He knows a lot about houses and their inner workings. I don’t. With Ruth and Gabe’s help the three of them spent a lot of time in our crawl space first with a snake, then with Drano, then with the snake again. It was a stubborn clog, mostly hair, I think. They persevered and got it. Yeah!

I made mashed potatoes with cut up steak from yesterday’s left overs. Broccoli florets. Ice cream, as you might imagine, for dessert.

Getting a plumber up here to come by for such a small task is difficult. Only a few good ones up here and they spend most of their time on remodels and new construction. They work in small jobs when they can. Good thing Jon could help.

Ruth decided to stay all night so she can help us today. I hope she and Kate can get back to sewing.

Green

Summer Solstice and the Recovery Moon

This morning

Black Mountain has a wispy cloud draping over its peak, moving slowly toward the northwest. The greens this summer, with so much water, are intense, Hawaiian. The lodgepoles are a deep dark green, the aspen groves a yellow green spotlighted by the sun. The grasses are lush, the dandelions abundant, cheery dots of yellow.

The white cloud dances with the blue sky, revealing it now, obscuring it. It’s another cool morning, 43. Perfect for sleep. The mountain streams continue to flow fast, white where they hit the rocks, still not full with the snow melt proceeding slowly. On the way to CBE yesterday Kate saw a cardboard sign, hand lettered, Slow: Fawns.

And, snow is in the forecast for this weekend. Yes, on the day of the summer solstice, weather5280 predicts snow that might hit us. Snow. The fire hazard signs are still on low, have been since March. Never this far into the summer. I’m grateful for the wet, for the dampening of wildfire probabilities. One less thing.

Required actions:
**1)** In the journal entry, what did the hand-lettered cardboard sign Kate saw on the way to CBE say?
**2)** Carry on writing the journal entry, starting right after its last sentence.
The items have nothing to do with the journal entry.

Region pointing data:
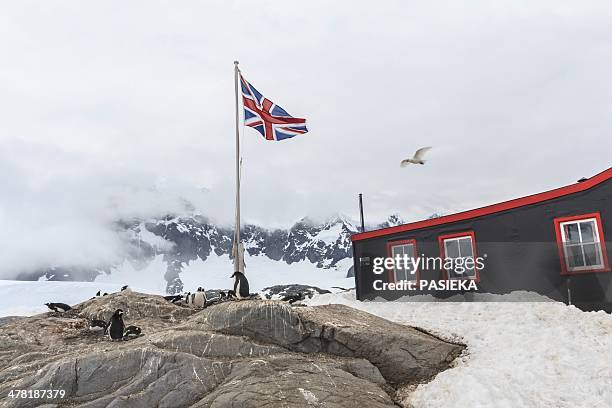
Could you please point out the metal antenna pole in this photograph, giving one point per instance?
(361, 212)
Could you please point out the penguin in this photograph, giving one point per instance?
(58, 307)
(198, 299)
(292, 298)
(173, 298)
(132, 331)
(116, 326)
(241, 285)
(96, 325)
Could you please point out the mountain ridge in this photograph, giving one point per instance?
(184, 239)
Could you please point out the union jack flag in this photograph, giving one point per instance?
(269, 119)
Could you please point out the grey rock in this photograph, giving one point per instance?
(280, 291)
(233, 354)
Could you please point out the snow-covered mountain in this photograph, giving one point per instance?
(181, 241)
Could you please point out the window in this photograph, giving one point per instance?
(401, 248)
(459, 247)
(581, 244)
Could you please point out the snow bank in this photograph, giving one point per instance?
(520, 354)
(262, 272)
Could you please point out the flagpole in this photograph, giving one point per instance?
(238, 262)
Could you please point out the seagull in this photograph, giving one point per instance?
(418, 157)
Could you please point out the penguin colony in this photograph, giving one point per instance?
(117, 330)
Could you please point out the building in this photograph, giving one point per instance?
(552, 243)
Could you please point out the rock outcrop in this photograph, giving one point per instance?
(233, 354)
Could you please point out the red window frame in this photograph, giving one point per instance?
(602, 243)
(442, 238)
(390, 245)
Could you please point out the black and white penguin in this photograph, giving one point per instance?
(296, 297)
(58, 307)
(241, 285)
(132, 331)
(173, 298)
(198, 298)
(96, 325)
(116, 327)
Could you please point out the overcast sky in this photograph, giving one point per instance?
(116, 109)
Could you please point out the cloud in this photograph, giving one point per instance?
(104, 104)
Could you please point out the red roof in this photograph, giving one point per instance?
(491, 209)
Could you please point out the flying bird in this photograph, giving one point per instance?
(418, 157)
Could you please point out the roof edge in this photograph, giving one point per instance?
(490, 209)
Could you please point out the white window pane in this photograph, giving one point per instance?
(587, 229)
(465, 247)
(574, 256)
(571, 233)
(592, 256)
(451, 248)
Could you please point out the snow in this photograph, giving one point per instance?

Results for the exercise:
**1)** Slow: Fawns.

**2)**
Patsy Cline

Day 5, fraction 5, of the 7000 cGy prescription. After today’s isotopic rain, only 30 to go. The weekends are off. Time for the body to rest, they say, though I imagine not running a seven day a week practice has something to do with it, too. Pandora so far: The Band, Baroque, Coltrane, Patsy Cline. Haven’t decided about today. Maybe Izzy.

No side effects so far. Early days for both the radiation and the Lupron. Feels like I have a job. Get in the car at a certain time each day, navigate four lane highways to Lone Tree. Same exit, same turns. Same office. But in this case I don’t have a job, I am the job.

The Beano seems to work, suppressing the gas which screws up the Cyber Knife’s navigation of the volume created by Dr. Gilroy. The Miralax helps as well. The calcium/d3 pills are horse pills, almost as long as a finger joint.

Mussar Vaad Practice group, MVP, last night. Rich Levine led a wonderful session on simplicity. Kate and I went for the second time in a row. Still wears us out. Finished at 9:30 pm, way past both our bed times. Here’s an interesting statistic, of the 10 of us in the MVP group, two of us have active cancer right now and one is in remission from breast cancer. 30%.

Resilience

Beltane and the Recovery Moon

Late April

Kate’s stamina has improved so much. Thursday. Mussar in the afternoon and a board meeting in the evening. Last night we went to the Gospel Shabbat. The Beth Evergreen singers, supplemented by members of the Evergreen Chorale, were led by Val, a committed choir director with a lot of energy, plus a fine pianist added to the CBE band.

It was high, good energy and Kate stayed the whole time, including for a bit of the oneg. (oneg is snacks and goodies provided after a service.) Her hip bothered her a bit, but she walked and stood, clapped and sang. A real simcha.

Rabbi Jamie came by yesterday around lunch time to see how I was doing. We fed him chicken pot pie (mine) and watermelon, then he and I retired to my loft. He’s a good guy. A dog person. His first dog was a wolf hybrid, 105 pounds, that lived an astonishing 18 years.

He lost a dog recently to a porcupine. Awful way to die. But natural. We agreed it was a good death, both animals doing what evolution had taught them.

Tomorrow, for father’s day, Jon, Ruth, Gabe, Kate and I are going, at my request, to Biker Jim’s Gourmet Dogs. No less a foody than Anthony Bourdain recommended Biker Jim’s. Apparently he soaks his onions in Coca-Cola. After Biker Jim’s hot dogs will become a special occasion treat for me, no longer in my diet. Other processed meats, too. Gonna miss’em.